▶ [Selected extract]
BEGIN
Warri, Nigeria: When the Niger Delta Avengers (NDA) rebel group announced last week it had called a ceasefire and was entering talks with the government, many hoped peace would be restored to the country’s oil belt.

If only it were so easy.

The NDA dominate the headlines, but behind the scenes, a groundswell of other groups have been claiming damaging attacks on Nigeria’s oil infrastructure and are refusing to come to the negotiating table.

They include the Reformed Egbesu Boys of the Niger Delta, Adaka Boro Avengers, Joint Niger Delta Liberation Force, Niger Delta Revolutionary Crusaders and the Niger Delta Greenland Justice Mandate.

Nigerian security forces operating in the region say the NDA have been responsible for just over half of the major attacks on oil pipelines and facilities in recent months.

“More than 50 percent of these attacks have been traced to the so-called Niger Delta Avengers, but we have also discovered that other groups have emerged in the last three months and some of these attacks can be traced to these new groups,” a military officer based in the oil-hub city of Warri told AFP.

“From our records in the last three months, the NDA have claimed responsibility for six attacks, but we have recorded 16 militant-related attacks in Delta and Bayelsa states,” said a senior state security officer in Warri.

That is bad news for Nigeria.

The country’s petroleum minister has said that the country’s oil output has dropped 23 per cent from last year to 1.5 million barrels per day, according to Bloomberg News.

“Our average for the year will obviously be dismal,” Emmanuel Kachikwu said earlier this month.

“We have a lot more groups now we need to bring together to have peace.”

Most of those groups are refusing to negotiate with the Nigerian government.

“The charade called ceasefire is in the bid to collect more money from both the federal government and oil companies to be shared between the founders and the boys of the Avengers,” said Greenland Justice Mandate spokesman Aldo Agbalaja on Monday in a statement.
END
▶ [Entries supplied]
BEGIN
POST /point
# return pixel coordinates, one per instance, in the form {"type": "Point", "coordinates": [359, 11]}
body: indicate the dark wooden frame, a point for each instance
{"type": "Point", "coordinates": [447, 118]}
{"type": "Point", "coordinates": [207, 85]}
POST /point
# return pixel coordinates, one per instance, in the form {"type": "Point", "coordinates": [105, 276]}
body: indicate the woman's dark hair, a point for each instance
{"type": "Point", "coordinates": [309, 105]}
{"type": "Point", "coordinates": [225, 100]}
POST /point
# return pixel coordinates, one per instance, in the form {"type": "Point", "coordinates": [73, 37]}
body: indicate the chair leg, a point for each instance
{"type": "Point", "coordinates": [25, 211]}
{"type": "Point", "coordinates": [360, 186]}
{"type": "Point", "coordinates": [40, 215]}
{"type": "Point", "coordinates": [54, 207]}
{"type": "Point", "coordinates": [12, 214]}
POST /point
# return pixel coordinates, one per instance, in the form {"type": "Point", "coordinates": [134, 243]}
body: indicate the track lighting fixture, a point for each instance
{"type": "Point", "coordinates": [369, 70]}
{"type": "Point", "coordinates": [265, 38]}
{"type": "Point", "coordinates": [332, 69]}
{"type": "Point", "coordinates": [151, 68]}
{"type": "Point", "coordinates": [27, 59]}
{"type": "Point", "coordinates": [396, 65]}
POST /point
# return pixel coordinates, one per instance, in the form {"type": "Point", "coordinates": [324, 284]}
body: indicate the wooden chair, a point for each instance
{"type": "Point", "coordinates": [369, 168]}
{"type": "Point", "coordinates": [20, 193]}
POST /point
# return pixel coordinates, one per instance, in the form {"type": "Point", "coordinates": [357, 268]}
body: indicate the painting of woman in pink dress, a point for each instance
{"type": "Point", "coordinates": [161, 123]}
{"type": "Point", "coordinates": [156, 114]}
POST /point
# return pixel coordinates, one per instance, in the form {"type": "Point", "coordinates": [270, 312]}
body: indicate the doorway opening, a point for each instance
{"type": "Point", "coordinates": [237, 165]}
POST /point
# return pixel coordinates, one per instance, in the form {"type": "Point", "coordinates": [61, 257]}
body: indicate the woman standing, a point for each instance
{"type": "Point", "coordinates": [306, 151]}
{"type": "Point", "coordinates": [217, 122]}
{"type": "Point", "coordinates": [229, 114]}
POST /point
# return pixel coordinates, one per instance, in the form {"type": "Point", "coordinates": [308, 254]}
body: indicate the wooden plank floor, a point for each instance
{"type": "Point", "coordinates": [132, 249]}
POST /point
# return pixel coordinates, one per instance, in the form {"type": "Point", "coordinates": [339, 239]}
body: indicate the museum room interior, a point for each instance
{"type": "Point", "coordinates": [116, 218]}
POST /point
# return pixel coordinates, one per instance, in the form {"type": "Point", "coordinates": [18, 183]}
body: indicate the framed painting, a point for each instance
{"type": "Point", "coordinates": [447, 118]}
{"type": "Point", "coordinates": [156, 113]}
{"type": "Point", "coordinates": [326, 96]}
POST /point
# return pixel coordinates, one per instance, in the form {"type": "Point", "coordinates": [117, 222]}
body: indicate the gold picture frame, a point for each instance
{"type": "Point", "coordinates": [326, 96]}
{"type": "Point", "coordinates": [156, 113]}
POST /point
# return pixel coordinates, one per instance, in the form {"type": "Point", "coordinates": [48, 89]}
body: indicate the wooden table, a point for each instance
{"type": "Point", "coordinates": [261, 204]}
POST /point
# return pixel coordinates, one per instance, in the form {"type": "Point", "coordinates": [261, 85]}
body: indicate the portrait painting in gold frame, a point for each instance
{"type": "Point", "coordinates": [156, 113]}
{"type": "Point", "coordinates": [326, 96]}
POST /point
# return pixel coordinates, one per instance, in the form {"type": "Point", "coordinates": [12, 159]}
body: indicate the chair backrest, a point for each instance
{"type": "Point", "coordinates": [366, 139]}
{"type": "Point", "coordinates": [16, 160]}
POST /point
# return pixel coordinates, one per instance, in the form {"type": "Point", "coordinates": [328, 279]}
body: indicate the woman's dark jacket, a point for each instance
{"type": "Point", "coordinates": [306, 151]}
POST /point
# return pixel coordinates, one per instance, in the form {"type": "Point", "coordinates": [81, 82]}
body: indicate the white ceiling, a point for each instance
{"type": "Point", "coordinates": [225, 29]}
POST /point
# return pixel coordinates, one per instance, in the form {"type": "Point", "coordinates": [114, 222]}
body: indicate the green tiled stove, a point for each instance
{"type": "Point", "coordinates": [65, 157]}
END
▶ [Questions to answer]
1. In the article on Niger Delta militant groups, by how much has Nigeria's oil output fallen from last year, according to the petroleum minister?
2. Extend the article on Niger Delta militant groups past its final sentence.

▶ [Response list]
1. It has dropped 23 percent, to 1.5 million barrels per day.

2.
“The Niger Delta Greenland Justice Mandate is still carrying on with this campaign against Nigeria’s oil and gas interest until the federal government does right by our people.”

Each group has a different variation on the Niger Delta Avengers platform varying by ethnicity and region, but all demand greater ownership of oil blocs and a bigger share of crude revenues.

“The issues of resource ownership and management which have been agitating the people over the years have not been addressed,” said Eric Omare, spokesman for the Ijaw Youth Council, a community organization in the heart of the oil-rich riverlands.

“Until these issues are addressed and the people benefit from the oil revenue, peace would continue to elude the Delta region and no amount of security presence can solve the problem.”

An amnesty program introduced by former President Umaru Yar’Adua in 2009 brought peace to the Niger delta after attacks by the Movement for the Emancipation of the Niger Delta (MEND) crippled output.

In return for laying down their arms, militants were handed monthly stipends and given training as divers, welders and farmers.

Yet when President Muhammadu Buhari indicated that he would wind down the costly programme in an effort to trim government spending the region erupted again in violence.

“If the government fails to put concrete plans in place for major infrastructural development in the region - modern hospitals, access roads, schools, market plazas - the negotiation will likely break down,” said Chijioke Nwaozuzu, petroleum economist at the University of Port Harcourt.

“The negotiation could be stalemated. If this is unresolved, it could lead to an escalation of violence,” Nwaozuzu said.

The proliferation of groups makes it more difficult to engineer a comprehensive solution.

Securing a deal with the Avengers may even backfire, said Ecobank energy analyst Dolapo Oni.

“What sort of negotiations are we having with the NDA? What exactly are we offering them to ease the tension, are we offering money? Pipeline contracts? Jobs?” Oni said.

“If the Nigerian government offers the Niger Delta Avengers money, similar to what happened years ago with MEND, that could result in further instability,” Oni said, speaking from Lagos.

“What we could see is infighting between the militant groups, which will still result in sabotage, as that’s how they will take vengeance.”